Your objective »
Every record here needs to be written out again exactly.

Material »

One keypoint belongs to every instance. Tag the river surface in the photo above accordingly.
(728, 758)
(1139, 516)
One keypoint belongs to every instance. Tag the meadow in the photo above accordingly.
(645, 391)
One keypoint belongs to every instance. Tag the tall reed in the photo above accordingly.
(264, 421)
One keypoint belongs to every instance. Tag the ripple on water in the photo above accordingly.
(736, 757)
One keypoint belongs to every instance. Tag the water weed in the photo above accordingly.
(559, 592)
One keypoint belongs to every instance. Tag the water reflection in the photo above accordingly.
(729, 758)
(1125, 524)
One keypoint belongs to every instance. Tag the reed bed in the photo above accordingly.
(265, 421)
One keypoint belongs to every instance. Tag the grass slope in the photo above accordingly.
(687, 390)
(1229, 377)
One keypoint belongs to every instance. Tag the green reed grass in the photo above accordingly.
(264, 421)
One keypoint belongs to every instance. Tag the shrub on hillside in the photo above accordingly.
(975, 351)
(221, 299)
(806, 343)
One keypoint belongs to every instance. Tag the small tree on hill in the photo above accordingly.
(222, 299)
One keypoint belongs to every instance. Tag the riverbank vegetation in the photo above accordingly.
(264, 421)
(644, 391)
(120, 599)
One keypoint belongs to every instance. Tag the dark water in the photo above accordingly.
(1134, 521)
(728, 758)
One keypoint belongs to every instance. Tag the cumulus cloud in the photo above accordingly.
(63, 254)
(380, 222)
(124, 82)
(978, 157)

Result below »
One keypoint belongs to every instance. Tag the river surface in the photo above accordingly.
(728, 758)
(1139, 516)
One keypoint belongs to every instance. Tag the meadow in the photo above accordingly.
(645, 391)
One keypoint belongs to every instance. Tag the tall reed in the photo above accordingly.
(264, 421)
One keypoint belongs to every instance. Tag the ripple on water in the photo above accordingly.
(736, 757)
One keypoint belongs to every instance. Tag the water weed in the photo above accordingly.
(559, 592)
One keypoint belongs to every instance. Tag the water reflection in the photo above accordingly.
(729, 758)
(1125, 524)
One keypoint belongs to every instance. Tag the reed bed in the photo above accordingly.
(265, 421)
One keypoint belongs to every instance. Tag the grass slope in the photo above accordingly.
(687, 390)
(1229, 377)
One keypoint belongs to every instance. Tag the green reed grass in the photo above accordingly.
(264, 421)
One keypoint belongs to every instance. Tag the shrub on hillside in the photo above accordingly.
(975, 351)
(221, 299)
(806, 343)
One keypoint belongs to every instance. Tag the small tree on hill in the photo above accordingly.
(222, 299)
One keypoint belongs to every instance. Tag the riverbank vegetation in the photo above accordingly.
(264, 421)
(644, 391)
(120, 599)
One keypoint belongs to every instance. Tag the dark water in the photo above accordingly.
(1134, 521)
(728, 758)
One keypoint belongs to every instance. Tag the cumulus cloud in the photo above accordingly.
(63, 254)
(380, 222)
(124, 82)
(978, 157)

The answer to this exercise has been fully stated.